■ **DIRECTIVES**
1. In the passage on Urvasie and her son Ayus, why does she give the child into the care of others? Answer in one to three sentences.
2. Answer these questions from the passage on Urvasie and her son Ayus:
(a) What kept the mother-and-child situation from being harsh and unsympathetic?
(b) What does Urvasie do when she approaches her son?
(c) From whose heart do splendours of poetic emotion well spontaneously?

■ **PASSAGE**
Ayus & Urvasie in this play were certainly not intended for the dramatic picture of mother & child; this mother has abandoned her child to the care of strangers; this child is new to the faces of his parents. Such a situation might easily have been made harsh and unsympathetic but for the fine dramatic tact of the poet which has purified it from everything that might repel and smoothed away all the angles of the incident. But here the circumstances excuse if not justify Urvasie. Acting under hard conditions, she has chosen the lesser of two evils; for by keeping Ayus, she would have lost both her child and Pururavus; by delivering him into wise and tender hands she has insured his welfare & for her part only anticipated the long parting which the rule of education in ancient India demanded from parents as their sacrifice to the social ideal. Knowing that the child was in good hands she solaces herself with the love of her husband, but it is not from maternal insensibility that she bears quietly the starvation of the mother within her. When he returns to her, there is a wonderful subdued intensity characteristic of her simple & fine nature in the force with which that suppressed passion awakes to life. She approaches her son, wordless, but her veiled bosom heaves towards him and is “wet with sacred milk”; in her joy over him she forgets even that impending separation from the husband to avert which she has sacrificed the embrace of his infancy. It is this circumstance, not any words, that testifies to the depth of her maternal feeling; her character forbids her to express it in splendours of poetic emotion such as well spontaneously from the heart of Pururavus. A look, a few ordinary words are all; if it were not for these & the observation of others, we should have to live with her daily before we could realise the depth of feeling behind her silence.

[Point placement records]

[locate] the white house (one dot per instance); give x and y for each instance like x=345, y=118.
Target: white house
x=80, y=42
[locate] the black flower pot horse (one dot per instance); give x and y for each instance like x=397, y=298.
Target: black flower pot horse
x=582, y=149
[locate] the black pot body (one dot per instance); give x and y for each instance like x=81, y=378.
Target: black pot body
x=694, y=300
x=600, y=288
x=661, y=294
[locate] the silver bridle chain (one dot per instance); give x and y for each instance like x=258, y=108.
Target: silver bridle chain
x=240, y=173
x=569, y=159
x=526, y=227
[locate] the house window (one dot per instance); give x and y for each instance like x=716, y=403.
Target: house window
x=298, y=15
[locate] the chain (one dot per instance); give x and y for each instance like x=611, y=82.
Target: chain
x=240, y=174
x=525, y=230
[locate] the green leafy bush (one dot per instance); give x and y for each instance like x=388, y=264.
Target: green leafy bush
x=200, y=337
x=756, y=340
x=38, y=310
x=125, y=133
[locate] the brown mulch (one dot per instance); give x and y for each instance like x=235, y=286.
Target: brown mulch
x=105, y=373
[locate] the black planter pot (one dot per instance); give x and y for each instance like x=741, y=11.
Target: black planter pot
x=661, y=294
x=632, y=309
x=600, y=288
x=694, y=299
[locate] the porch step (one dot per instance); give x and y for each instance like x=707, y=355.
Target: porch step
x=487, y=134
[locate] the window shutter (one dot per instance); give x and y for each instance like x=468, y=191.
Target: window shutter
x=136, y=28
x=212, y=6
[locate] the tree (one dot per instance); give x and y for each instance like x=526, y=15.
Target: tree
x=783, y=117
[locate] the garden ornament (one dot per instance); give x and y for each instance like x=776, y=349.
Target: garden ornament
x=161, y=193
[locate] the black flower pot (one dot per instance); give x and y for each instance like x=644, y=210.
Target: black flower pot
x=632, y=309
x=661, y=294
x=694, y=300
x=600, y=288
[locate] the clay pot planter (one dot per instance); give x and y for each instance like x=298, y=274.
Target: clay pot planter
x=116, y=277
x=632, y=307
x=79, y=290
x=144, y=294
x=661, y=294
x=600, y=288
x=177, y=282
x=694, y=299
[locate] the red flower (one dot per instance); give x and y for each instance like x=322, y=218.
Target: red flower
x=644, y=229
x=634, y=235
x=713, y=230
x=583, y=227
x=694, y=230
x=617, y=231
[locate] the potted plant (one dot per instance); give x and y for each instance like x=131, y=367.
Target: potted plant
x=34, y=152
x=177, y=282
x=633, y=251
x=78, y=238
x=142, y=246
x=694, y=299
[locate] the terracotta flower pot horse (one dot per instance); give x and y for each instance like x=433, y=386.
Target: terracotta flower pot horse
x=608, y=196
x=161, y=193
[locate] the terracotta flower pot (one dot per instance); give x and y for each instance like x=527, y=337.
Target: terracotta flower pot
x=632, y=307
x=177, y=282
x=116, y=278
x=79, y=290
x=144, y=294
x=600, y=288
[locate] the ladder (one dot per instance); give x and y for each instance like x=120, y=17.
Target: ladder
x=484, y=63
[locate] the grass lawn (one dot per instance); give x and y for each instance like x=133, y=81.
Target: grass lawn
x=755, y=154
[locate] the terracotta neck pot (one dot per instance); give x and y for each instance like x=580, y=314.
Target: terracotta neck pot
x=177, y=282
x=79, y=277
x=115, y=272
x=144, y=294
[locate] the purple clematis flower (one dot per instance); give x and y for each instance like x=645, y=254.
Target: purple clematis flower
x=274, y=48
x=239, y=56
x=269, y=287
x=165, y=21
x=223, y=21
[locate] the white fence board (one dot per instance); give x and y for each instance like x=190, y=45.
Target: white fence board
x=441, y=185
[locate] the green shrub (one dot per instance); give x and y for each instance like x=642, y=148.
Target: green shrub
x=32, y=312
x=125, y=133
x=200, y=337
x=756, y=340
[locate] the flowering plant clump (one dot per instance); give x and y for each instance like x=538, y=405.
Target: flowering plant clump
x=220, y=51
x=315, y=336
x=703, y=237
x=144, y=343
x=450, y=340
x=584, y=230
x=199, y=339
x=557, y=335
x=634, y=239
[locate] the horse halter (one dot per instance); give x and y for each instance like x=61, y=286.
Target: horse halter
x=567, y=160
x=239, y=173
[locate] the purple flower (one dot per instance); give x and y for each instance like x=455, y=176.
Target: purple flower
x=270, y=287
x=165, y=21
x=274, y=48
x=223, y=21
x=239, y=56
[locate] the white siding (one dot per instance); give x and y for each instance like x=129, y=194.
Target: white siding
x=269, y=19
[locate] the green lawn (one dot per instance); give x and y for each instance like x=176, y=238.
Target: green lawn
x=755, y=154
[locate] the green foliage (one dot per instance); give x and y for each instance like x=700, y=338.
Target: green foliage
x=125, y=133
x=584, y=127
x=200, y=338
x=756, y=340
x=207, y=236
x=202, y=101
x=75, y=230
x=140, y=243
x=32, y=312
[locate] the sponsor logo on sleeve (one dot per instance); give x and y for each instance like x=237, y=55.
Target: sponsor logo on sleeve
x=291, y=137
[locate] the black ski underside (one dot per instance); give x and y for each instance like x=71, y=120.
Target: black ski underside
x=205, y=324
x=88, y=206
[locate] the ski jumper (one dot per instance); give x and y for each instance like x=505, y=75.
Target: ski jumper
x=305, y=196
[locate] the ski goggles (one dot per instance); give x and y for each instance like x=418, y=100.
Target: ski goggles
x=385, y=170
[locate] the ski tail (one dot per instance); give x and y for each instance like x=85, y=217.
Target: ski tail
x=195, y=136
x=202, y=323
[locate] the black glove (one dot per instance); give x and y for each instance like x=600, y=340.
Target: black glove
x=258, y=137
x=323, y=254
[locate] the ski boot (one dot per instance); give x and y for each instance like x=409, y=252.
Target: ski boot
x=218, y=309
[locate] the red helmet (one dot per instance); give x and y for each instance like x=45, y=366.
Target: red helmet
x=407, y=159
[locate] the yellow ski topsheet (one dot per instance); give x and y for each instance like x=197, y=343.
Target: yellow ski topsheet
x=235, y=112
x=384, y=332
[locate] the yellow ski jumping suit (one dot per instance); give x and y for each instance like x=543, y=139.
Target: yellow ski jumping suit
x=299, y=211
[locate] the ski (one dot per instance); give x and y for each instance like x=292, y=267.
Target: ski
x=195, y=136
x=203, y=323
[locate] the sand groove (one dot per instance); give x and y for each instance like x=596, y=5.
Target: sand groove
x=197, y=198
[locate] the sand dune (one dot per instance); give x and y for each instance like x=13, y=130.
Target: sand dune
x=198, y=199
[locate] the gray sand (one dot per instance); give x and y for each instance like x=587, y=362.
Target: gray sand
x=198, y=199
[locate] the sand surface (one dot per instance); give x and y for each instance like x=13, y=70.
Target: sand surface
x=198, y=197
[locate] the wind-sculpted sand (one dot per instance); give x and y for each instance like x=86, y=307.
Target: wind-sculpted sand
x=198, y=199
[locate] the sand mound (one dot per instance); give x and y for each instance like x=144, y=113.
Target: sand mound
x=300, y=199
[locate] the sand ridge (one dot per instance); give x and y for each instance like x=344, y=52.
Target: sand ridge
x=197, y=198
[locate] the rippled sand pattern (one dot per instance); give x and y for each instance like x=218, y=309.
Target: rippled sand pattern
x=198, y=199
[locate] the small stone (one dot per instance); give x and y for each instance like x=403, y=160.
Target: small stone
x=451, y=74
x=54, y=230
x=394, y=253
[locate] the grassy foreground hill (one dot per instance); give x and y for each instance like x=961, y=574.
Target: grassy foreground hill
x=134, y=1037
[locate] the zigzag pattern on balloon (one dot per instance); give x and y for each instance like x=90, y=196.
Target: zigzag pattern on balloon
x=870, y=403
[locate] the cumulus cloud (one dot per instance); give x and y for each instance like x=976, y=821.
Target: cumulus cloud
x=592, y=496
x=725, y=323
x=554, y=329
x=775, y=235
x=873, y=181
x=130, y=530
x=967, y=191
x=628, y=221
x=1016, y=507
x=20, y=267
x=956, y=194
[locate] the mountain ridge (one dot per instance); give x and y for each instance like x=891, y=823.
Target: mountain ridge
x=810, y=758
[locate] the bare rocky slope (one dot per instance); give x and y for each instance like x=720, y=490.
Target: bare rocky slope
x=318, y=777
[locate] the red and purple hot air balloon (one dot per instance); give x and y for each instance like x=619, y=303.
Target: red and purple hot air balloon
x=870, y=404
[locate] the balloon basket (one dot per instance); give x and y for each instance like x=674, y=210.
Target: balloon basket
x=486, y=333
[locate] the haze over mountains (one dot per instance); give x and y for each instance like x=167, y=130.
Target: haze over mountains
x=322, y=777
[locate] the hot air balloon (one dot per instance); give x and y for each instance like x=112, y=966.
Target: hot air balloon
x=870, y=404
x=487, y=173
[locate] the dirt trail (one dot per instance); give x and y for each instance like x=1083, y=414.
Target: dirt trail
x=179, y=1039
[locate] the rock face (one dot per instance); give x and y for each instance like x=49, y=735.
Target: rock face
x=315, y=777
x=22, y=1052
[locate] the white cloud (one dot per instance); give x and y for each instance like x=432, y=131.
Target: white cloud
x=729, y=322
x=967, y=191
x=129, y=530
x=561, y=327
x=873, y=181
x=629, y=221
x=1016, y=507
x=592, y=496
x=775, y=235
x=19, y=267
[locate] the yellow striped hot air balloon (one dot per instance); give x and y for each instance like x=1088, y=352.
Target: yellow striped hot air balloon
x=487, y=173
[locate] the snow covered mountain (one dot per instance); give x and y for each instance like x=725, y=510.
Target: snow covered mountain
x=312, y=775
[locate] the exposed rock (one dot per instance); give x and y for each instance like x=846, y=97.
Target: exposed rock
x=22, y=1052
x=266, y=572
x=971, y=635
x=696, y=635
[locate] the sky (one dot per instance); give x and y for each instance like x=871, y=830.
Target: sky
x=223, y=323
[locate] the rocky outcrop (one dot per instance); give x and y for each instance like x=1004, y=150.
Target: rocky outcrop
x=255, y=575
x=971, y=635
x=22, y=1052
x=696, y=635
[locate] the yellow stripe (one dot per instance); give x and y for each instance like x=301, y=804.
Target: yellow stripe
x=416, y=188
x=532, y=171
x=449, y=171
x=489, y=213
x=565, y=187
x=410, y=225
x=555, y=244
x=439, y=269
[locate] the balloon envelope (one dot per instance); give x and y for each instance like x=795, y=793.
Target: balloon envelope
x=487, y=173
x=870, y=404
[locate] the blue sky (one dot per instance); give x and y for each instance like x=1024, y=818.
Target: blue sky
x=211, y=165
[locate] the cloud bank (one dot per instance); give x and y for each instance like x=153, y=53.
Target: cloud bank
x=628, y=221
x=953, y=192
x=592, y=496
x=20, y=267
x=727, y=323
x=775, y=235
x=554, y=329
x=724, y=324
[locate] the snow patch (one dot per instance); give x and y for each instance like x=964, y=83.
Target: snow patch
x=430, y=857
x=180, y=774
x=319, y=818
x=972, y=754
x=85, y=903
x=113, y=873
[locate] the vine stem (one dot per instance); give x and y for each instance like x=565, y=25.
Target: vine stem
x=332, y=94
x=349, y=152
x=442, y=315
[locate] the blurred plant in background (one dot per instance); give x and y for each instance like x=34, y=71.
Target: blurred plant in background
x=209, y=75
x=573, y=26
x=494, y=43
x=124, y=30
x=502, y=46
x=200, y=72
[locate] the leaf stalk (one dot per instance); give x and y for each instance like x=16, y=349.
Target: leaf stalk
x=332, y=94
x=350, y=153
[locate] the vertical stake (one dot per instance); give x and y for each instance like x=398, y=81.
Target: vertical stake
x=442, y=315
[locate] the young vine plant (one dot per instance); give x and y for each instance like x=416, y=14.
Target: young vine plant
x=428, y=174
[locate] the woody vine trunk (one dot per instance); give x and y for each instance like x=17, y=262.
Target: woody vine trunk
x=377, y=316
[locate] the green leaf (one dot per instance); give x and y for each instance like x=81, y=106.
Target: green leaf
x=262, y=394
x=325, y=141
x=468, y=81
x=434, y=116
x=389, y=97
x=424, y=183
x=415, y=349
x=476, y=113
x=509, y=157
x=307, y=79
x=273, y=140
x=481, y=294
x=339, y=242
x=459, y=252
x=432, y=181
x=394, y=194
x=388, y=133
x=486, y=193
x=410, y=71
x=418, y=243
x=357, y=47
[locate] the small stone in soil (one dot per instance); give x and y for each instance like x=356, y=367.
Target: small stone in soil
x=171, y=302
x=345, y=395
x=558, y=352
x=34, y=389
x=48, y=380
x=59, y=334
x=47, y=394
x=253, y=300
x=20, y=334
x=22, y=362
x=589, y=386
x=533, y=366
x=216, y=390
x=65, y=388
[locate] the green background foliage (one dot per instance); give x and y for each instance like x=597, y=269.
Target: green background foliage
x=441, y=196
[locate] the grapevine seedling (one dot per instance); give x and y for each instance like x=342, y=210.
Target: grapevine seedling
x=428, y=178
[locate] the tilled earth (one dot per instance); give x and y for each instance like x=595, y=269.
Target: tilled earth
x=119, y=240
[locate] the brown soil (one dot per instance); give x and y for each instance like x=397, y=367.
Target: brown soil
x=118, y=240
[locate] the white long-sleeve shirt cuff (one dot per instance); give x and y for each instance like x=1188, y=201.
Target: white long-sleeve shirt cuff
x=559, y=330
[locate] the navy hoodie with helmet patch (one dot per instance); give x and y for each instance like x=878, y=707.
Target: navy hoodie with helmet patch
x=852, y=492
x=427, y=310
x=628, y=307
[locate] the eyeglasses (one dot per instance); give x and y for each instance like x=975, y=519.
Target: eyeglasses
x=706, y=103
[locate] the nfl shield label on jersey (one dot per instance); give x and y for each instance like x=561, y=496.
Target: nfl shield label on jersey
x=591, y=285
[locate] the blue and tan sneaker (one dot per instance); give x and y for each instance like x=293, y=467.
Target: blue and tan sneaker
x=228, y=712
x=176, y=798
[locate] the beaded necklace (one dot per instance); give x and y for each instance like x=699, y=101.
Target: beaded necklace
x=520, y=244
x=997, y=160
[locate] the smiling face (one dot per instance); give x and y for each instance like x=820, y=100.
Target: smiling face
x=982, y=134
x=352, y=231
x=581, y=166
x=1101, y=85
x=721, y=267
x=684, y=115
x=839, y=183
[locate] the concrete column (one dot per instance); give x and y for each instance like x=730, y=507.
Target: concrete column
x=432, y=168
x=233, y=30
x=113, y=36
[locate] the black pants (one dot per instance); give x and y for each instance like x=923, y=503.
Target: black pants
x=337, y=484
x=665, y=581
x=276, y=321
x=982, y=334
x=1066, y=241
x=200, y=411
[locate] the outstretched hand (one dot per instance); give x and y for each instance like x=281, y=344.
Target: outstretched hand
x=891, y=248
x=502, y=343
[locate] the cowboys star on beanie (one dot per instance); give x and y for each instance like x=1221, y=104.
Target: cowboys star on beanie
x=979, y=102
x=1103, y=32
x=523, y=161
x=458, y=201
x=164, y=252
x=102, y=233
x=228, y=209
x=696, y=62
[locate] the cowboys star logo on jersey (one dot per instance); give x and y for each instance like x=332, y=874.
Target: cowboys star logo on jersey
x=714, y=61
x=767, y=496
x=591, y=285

■ **THE REPLIES**
1. Keeping Ayus would have cost her both her child and Pururavus. Placing him in wise and tender hands secured his welfare, and it only anticipated the long parting from parents that the rule of education in ancient India required.

2.
(a) The poet's fine dramatic tact, which purified it from everything that might repel.
(b) She approaches him wordless, and her veiled bosom heaves towards him, "wet with sacred milk."
(c) Pururavus.